Provided text Block Start

More than 120 companies took part in the renovation of Kyle Field, so extensive planning became vital to the success of the project. “We also had a lot of supervisors and foreman on-site helping to line out work for our crews,” Walker explains. “The project team did a great job logistically staging it and ensuring our men had the materials they needed.”

Although the schedule was aggressive, safety is always Walker Engineering’s first priority. “Safety was the most important thing on this project,” Walker says. “It’s very important to our company that our employees go home safe every day. “

Safety Director Scott Sears, PE, CSP has more than 40 safety professionals reporting to him statewide and had a dedicated on-site safety team, as well as the support of Regional Safety Manager John Rosas overseeing the Kyle Field project. “During the Kyle Field renovation, we worked more than 600,000 manhours and did not have any lost-time injuries or recordables,” Walker notes. “The safety record we have on that project is really a testament to Walker’s people on that project. Company wide, our OSHA recordable incident rate is less than 1.0.”

Provided text Block End
Dataset extract Block Start

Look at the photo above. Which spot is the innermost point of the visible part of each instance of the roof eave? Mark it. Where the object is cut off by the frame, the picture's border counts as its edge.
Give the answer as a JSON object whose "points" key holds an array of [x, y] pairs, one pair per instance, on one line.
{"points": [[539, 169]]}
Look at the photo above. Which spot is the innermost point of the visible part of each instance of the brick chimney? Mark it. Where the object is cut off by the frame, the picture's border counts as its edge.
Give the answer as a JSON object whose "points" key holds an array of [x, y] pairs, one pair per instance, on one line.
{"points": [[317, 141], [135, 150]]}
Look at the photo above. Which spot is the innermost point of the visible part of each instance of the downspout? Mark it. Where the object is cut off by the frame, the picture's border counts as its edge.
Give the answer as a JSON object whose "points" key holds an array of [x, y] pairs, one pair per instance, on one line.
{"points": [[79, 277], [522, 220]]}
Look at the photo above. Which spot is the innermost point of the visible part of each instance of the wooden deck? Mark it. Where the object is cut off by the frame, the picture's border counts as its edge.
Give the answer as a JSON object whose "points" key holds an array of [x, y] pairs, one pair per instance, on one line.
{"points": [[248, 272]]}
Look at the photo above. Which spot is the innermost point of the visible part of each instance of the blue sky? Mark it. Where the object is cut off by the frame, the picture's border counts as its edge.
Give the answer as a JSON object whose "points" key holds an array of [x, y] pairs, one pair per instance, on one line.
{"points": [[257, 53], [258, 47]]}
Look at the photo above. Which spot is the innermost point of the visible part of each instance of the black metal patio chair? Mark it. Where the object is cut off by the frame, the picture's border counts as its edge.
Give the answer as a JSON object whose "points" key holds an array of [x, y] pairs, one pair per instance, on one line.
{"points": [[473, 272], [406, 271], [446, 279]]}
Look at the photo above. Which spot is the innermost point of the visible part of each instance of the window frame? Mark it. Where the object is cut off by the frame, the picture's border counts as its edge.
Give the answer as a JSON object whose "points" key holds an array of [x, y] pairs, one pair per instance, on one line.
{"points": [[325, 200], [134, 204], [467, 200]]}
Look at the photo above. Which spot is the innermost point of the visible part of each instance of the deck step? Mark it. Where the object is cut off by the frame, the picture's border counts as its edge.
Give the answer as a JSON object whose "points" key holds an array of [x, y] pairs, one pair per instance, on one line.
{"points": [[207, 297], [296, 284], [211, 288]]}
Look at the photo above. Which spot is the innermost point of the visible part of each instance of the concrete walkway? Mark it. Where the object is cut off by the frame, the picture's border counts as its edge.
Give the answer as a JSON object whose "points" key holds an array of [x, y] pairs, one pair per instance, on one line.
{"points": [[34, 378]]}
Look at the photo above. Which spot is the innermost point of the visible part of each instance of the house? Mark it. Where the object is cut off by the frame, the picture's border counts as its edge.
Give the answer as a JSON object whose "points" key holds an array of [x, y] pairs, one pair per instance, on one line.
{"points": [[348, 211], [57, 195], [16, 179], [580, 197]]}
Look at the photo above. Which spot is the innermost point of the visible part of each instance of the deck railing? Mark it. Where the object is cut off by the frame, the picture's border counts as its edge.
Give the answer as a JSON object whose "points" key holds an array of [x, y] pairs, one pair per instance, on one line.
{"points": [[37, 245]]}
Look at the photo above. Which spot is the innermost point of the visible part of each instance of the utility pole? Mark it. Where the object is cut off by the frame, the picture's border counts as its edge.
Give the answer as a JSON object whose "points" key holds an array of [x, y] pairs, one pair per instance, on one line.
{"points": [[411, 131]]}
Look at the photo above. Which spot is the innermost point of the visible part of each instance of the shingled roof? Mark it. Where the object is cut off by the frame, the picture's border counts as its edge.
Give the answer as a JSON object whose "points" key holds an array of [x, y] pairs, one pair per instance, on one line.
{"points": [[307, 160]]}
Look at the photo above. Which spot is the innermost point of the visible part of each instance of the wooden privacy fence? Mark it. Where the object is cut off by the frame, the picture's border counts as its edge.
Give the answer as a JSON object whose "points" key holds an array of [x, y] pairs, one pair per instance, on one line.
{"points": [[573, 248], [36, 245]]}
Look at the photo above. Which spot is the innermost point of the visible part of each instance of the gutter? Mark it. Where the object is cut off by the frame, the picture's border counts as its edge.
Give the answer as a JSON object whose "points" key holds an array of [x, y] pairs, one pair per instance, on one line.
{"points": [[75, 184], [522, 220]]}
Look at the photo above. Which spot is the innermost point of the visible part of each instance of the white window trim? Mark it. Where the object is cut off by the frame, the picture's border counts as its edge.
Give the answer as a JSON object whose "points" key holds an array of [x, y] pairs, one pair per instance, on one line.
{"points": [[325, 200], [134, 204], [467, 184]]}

Dataset extract Block End

Problem to work on — Go on with the Kyle Field renovation text from where it stops. These records have nothing to do with what comes next.

Answer section —
Walker Industrial

When Scott and Brent Walker stepped into their respective leadership roles, a succession plan was put in place to ensure Charlie Walker’s legacy of excellence would continue with expanded growth, innovation and acquisition of the most talented professionals in the business. Scott and Brent Walker developed Walker Industrial two years ago to expand the company’s reach into new markets.

“Walker Industrial is focused more on true industrial electrical work, such as oil and gas, wastewater, food and beverage, automation and manufacturing projects,” Scott Walker says. “While we’ve done some significant industrial work in the past, we hadn’t traditionally pursued as large of volume for these types of projects but now we are focused on actively developing these segments of our company because we see the true market potential for these services and expertise.”

Walker Industrial President Jonathan Blanscet, PE started as an electrical engineer before he moved into preconstruction and business development for Walker. “As an engineer, Jonathan is uniquely equipped to understand the technical aspect of a project while being responsible for defining the strategic vision and leading corporate efforts of the business,” Walker says.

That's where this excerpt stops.